Ce n’est qu’après avoir soigneusement nettoyé, tous ensemble, notre espace à vivre – salle de séminaire, toilettes et salles de bain – que nous pouvons enfin procéder à nos ablutions matinales et nous habiller ; manière, sans doute, de souligner une nouvelle fois la primauté de l’espace collectif – concret comme figuré – sur l’individu.
Il va sans dire que cette présence permanente d’autrui peut s’avérer oppressante, en particulier pour quiconque chérit l’espace à soi. Le seul moment où je parviens à chiper quelques miettes de solitude est à mon retour du bain vespéral ; avant que ne soit donné le signal du dîner, il m’est possible de m’asseoir quelques minutes au pied d’un arbre pour contempler le soleil couchant, et rêver à des balades dans la forêt environnante. Le manque d’exercice physique se fait ressentir au bout de quelques jours, et je peine parfois à trouver le sommeil.
Mais la socialisation forcée permet aussi de tisser des liens d’une grande solidité. De méditations existentielles en conversations de salle de bain, malgré les barrières de la langue, on ne peut qu’être frappé par la surprenante variété des personnalités de ceux qui nous entourent, en même temps que par notre indéniable unicité humaine, qu’importent nos différences de parcours ou d’opinions : qu’il s’agisse de M., ce chef d’entreprise irascible et à l’humour ravageur, aux relations familiales conflictuelles ; N., installateur de panneaux photovoltaïques, père de trois enfants et guitariste chevronné au sein d’un groupe de blues ; ou encore O., lutteur de sumo professionnel pendant dix ans, reconverti dans l’agriculture bio – ces gens qui m’entourent en viennent peu à peu à acquérir une densité, une vérité toute particulière. Les yeux fermés, assis sur ma chaise dans notre salle de réflexion où seule la lente trajectoire des ombres trahit le passage du temps, je peux identifier la voix de chacun et imaginer l’expression exacte de son visage comme il prend la parole. Chacun d’entre eux m’a déjà tant confié qu’une image, une tonalité, une forme très claire se dessinent en moi à la simple évocation de leurs noms.

• • •

▶ TÂCHES ET EXERCICES:
1) Traduisez en anglais la phrase suivante du passage sur la vie en communauté : « Mais la socialisation forcée permet aussi de tisser des liens d’une grande solidité. »
2) Rédigez la suite du passage sur la vie en communauté, en commençant après sa dernière phrase.
Les enregistrements n'ont aucun rôle ici.

Enregistrements stockés:

• • •

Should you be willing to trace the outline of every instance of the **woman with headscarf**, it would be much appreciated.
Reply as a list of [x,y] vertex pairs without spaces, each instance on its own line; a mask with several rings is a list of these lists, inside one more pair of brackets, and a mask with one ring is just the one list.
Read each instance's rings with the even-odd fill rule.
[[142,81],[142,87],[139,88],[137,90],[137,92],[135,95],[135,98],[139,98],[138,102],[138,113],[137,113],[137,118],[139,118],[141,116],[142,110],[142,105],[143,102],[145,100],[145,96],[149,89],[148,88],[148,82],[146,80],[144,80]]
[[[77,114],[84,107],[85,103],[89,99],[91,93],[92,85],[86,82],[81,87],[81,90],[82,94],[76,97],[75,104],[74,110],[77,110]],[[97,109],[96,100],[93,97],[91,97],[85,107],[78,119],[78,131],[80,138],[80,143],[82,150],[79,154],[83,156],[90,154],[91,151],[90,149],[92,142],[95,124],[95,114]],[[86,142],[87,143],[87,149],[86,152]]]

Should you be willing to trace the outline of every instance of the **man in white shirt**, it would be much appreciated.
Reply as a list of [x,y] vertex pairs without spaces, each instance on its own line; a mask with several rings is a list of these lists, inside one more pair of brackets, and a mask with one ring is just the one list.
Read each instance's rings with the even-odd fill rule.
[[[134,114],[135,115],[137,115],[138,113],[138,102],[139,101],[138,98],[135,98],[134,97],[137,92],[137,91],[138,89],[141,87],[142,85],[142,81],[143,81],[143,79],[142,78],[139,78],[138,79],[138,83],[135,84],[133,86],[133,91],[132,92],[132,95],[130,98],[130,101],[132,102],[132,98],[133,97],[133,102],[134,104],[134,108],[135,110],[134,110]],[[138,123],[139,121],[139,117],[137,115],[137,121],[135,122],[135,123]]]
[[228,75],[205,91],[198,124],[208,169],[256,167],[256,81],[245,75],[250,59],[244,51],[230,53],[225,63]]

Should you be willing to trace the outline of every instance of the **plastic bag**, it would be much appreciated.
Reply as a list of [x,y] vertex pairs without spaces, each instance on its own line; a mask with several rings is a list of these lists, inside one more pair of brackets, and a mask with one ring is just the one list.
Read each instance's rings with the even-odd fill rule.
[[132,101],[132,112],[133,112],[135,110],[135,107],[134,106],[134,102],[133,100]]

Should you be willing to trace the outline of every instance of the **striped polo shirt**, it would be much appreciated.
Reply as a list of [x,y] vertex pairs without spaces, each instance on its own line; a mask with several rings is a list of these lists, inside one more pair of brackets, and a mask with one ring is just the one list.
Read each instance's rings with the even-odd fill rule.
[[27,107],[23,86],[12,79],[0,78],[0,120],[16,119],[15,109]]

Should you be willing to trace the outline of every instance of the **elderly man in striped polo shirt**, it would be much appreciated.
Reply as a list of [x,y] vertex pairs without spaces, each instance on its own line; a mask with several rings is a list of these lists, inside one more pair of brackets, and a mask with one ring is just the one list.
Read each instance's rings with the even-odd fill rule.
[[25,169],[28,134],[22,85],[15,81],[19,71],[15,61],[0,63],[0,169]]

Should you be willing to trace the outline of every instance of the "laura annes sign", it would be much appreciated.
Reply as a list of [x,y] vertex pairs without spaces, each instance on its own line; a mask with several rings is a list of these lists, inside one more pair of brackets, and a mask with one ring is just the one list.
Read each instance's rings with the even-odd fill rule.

• • •

▶ RÉPONSES PAR TÂCHE:
1) But forced socialization also makes it possible to forge very strong bonds.

2)
L’espace d’une semaine, ces huit personnes qui m’entourent en viendront à former une nouvelle famille, une famille intentionnelle. A l’heure de la séparation, comme se termine cette cohabitation si soudaine, si brève mais si riche, les voix s’étranglent, les yeux s’embuent. Nous retournons chacun à nos affaires, à nos familles, à nos vies, mais on peut dire sans trop exagérer qu’un sentiment de réelle fraternité est né. Saura-t-on le faire perdurer ?
C’est bien sûr là un autre but fondamental du Tokkoh : nous donner un aperçu, en version concentrée, de ce à quoi peut ressembler la vie dans une communauté Yamagishi. Le séminaire terminé, marqué par cette expérience très forte, c’est donc avec une curiosité renouvelée que je gagne Kasugayama, la toute première commune de ce type, créée en 1958. Comment la philosophie Yamagishi s’intègre-t-elle au monde réel et à la vie quotidienne ?
À SUIVRE…
1 À noter qu’il ne s’agit là que d’homophones, dont la langue japonaise est particulièrement riche : toute confusion entre ces différents termes disparaît sitôt qu’ils se trouvent écrits à l’aide des caractères sino-japonais (kanji) correspondants.
2 Extraits du livret Real State of the Yamagishi Society. How to Construct the World Revolution, édité par l’Association.